:: Material supplied ::

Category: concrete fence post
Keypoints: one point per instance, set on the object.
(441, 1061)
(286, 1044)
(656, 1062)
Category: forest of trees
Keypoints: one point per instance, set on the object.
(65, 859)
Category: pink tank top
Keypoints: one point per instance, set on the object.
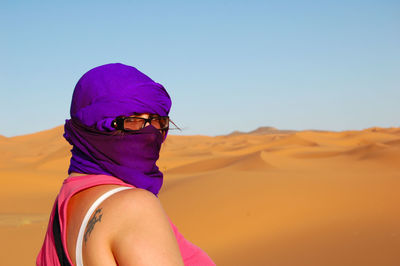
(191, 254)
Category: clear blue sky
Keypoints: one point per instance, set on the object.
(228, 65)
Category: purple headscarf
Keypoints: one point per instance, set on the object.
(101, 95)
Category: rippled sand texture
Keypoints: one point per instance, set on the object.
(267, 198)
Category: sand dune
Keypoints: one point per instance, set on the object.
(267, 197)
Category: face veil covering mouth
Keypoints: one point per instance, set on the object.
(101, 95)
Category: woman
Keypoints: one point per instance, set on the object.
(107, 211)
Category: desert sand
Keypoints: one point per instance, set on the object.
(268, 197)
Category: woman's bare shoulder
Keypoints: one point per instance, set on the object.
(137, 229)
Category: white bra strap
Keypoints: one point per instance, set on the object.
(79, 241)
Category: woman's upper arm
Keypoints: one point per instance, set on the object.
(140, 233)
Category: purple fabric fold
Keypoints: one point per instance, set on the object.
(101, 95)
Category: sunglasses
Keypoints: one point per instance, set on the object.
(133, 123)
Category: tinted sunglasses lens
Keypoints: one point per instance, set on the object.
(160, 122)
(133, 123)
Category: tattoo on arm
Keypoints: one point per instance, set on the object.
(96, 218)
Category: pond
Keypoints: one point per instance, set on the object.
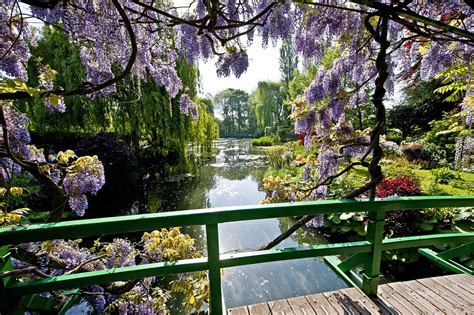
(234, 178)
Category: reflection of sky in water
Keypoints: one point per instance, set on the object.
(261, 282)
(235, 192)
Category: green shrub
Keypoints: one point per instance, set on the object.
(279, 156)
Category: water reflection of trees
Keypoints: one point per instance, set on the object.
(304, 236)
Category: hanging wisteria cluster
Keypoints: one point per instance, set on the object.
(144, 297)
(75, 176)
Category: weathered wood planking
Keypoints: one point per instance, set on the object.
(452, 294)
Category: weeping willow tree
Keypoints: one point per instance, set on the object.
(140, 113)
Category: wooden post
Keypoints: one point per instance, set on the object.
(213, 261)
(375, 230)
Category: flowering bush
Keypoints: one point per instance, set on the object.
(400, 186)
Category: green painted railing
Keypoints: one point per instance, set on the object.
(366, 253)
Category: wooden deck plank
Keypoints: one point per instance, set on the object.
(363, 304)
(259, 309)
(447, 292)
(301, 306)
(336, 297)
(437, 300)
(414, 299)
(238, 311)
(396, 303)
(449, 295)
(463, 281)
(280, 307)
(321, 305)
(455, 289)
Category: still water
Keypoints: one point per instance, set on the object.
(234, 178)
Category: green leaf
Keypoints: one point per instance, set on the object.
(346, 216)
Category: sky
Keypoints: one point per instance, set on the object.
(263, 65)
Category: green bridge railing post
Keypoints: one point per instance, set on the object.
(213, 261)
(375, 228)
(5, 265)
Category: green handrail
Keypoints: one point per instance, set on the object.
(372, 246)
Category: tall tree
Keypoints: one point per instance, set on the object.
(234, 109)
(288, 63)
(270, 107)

:::

▸ What the exercise asks: Could the lines from the first entry through the line that contains "Category: white bra strap" be copied exactly, with all pictures left out?

▸ Solution to the problem:
Category: concrete fence post
Keypoints: one point per instance, set on the object.
(441, 1061)
(286, 1044)
(656, 1062)
Category: forest of trees
Keypoints: one point per instance, set on the object.
(65, 859)
Category: pink tank top
Keypoints: one point per instance, set on the object.
(191, 254)
Category: clear blue sky
Keypoints: one point per instance, set on the object.
(228, 65)
Category: purple headscarf
Keypoints: one point per instance, set on the object.
(101, 95)
Category: rippled sand texture
Keypoints: one point per instance, set on the object.
(267, 198)
Category: sand dune
Keypoints: one point per instance, set on the object.
(267, 197)
Category: face veil covering mouth
Keypoints: one point per instance, set on the object.
(101, 95)
Category: woman
Keypoints: one point per instance, set on the object.
(107, 211)
Category: desert sand
Keypoints: one point per instance, set on the object.
(268, 197)
Category: woman's bare shoulder
Keypoints: one point per instance, set on the object.
(137, 229)
Category: white bra strap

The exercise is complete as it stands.